● **WHAT IS NEEDED**:
In the forum thread about U.S. taxes, why does the reply suggest filing a joint return with the husband? Answer in one to three sentences.

● **EXCERPTED TEXT**:
—————
I'm on an L-2 Visa (my husband has the L-1 but he's employed by a US company and being paid US wages so his tax is ok!).

National Insurance payments are still coming out of my wages so I presume I'm ok on the SS front but I will check the treaty just in case.

I know I need to pay taxes, it's just understanding which ones and how I do this when I've not got an employer over here which is the tricky bit...


----------



## BBCWatcher (Dec 28, 2012)

You're most probably OK continuing to make U.K. NI contributions up to 5 years. Past 5 years you'll probably need to switch to the U.S. system. You may have the choice of switching to the U.S. system earlier, and you might want to consider that. The U.S. system is very good, and you can qualify for a retirement benefit after as little as 2 partial years of contributions if you've got at least 8 years of NI contributions by the time you retire. (I'm summarizing how the treaty usually gets applied to people in your situation, but do check the U.S. Social Security Web site for their excellent summary of the U.S.-U.K. treaty provisions. The treaty is called a "totalization agreement," by the way, so look for that.)

Yes, for Philadelphia you have federal, state, and local income taxes. As Bev mentions you're required to make estimated tax payments quarterly -- start now if you haven't done that yet. (The next estimated quarterly tax payment is due January 15, 2015. It's the final estimated tax payment for tax year 2014.) Assuming you arrived in the U.S. in 2014 then 2014 will be your first U.S. tax year, so you'll file your tax returns for 2014 in early 2015 and settle your outstanding tax bill by April 15, 2015. (Your first estimated tax payment for tax year 2015 is also due on that date.)

You can try using the tax preparation Web sites. The free TaxAct.com is a popular one, but there are others.

That said, you most likely will want to file a joint tax return with your husband ("Married Filing Jointly") since that's almost always the most favorable filing status for married couples living in the U.S. Is your husband receiving tax preparation assistance from his employer? That's not uncommon for L-1s. If so, they should be handling a MFJ return that includes you both, so you'd just participate in that effort. But you will want to look into making estimated tax payments if you haven't started so you can minimize the penalties for late payment. (The penalties aren't _too_ bad, but they're enough to worry about.)


----------
—————
● **SUPPLIED RECORDS**:
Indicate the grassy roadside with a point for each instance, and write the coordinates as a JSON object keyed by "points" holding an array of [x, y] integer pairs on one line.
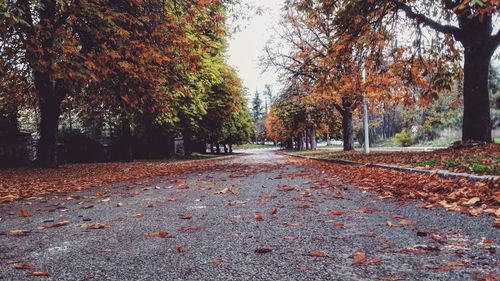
{"points": [[482, 160], [25, 182], [254, 146]]}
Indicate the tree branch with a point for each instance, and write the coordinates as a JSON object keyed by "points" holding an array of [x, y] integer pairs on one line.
{"points": [[448, 29]]}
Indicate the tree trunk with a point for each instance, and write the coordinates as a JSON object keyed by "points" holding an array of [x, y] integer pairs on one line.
{"points": [[477, 119], [314, 144], [347, 130], [49, 123], [127, 141]]}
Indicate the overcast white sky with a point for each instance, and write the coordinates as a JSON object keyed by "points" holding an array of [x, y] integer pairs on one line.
{"points": [[247, 46]]}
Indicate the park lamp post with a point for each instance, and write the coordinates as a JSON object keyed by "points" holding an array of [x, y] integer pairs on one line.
{"points": [[366, 147]]}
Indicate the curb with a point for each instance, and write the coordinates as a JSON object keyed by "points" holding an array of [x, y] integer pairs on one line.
{"points": [[441, 173]]}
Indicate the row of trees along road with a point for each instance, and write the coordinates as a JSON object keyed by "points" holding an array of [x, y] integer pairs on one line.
{"points": [[337, 53], [149, 65]]}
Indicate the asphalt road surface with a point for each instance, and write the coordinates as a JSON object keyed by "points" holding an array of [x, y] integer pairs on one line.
{"points": [[258, 216]]}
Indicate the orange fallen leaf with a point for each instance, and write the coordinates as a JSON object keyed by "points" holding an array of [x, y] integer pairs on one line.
{"points": [[455, 263], [186, 217], [319, 254], [57, 224], [263, 250], [359, 258], [24, 214], [40, 273], [389, 278], [160, 234], [258, 217], [22, 266], [96, 226], [19, 232], [226, 191], [335, 213], [406, 222]]}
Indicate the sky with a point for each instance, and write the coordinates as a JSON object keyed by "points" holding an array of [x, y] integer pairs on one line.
{"points": [[246, 47]]}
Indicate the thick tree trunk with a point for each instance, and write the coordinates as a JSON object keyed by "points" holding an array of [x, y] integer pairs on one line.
{"points": [[49, 123], [347, 130], [314, 144], [477, 119], [127, 141]]}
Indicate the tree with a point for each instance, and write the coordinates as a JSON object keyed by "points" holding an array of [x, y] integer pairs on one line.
{"points": [[468, 22], [331, 70], [257, 112], [108, 50]]}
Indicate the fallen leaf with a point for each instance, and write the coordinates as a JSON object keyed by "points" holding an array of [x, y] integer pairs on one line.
{"points": [[335, 213], [225, 191], [159, 234], [476, 212], [455, 263], [96, 226], [24, 214], [40, 273], [192, 228], [258, 217], [186, 217], [19, 232], [406, 222], [22, 266], [57, 224], [389, 278], [263, 250], [359, 258], [319, 254], [472, 201]]}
—————
● **RESPONSE TO THIS TASK**:
The reply suggests filing jointly ("Married Filing Jointly") because it is almost always the most favorable filing status for married couples living in the U.S.